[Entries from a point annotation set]
<<<<

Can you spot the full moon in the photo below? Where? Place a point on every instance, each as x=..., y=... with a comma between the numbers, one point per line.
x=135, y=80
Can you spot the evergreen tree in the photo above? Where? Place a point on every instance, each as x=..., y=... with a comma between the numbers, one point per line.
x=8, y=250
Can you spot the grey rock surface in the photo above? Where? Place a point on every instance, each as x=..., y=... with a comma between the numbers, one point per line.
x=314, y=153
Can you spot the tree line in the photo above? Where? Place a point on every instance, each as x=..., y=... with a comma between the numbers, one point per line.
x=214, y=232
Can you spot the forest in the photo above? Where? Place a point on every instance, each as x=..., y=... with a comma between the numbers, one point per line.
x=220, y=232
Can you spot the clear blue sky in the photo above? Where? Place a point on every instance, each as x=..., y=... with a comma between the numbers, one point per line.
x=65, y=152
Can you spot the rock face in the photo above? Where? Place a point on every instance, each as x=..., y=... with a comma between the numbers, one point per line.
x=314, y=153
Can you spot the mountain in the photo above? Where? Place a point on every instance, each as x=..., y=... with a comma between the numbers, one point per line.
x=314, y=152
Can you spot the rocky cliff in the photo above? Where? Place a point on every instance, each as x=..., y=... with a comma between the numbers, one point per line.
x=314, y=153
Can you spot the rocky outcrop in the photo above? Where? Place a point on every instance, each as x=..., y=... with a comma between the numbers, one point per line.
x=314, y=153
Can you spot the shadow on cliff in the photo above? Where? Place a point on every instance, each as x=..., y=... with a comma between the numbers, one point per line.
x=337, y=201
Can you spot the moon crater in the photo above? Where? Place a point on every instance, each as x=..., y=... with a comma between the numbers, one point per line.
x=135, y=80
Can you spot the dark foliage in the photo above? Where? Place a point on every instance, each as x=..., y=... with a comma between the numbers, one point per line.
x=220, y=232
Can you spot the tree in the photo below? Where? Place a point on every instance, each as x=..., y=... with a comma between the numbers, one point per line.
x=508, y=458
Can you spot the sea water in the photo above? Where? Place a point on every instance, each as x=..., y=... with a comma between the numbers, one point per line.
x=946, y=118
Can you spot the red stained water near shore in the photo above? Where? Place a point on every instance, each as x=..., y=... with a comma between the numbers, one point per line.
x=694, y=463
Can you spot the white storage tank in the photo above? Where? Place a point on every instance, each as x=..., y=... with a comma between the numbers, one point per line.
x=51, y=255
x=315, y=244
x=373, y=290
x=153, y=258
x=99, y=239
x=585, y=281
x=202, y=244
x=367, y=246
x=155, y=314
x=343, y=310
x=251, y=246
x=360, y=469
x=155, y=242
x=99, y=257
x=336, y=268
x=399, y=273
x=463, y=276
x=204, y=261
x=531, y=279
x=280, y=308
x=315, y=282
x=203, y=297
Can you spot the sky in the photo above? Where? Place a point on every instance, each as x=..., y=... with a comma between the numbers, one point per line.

>>>>

▸ **WRITTEN PROBLEM**
Rescale the data from the line with "Can you spot the rocky outcrop" to the line with "x=337, y=201", both ends included, giving every line again with its request. Multiply each x and y coordinate in the answers by 1.4 and round to whole numbers, rounding halves up.

▸ **RESPONSE FOR THIS EXERCISE**
Can you spot the rocky outcrop in the photo above? Where? Place a point on every instance, each as x=..., y=... with a comma between the numbers, one point per line.
x=440, y=214
Can you spot the shadow on cliff in the photo above? Where? Place a point on every instance, each as x=..., y=... with a comma between the numbers, one point per line.
x=472, y=281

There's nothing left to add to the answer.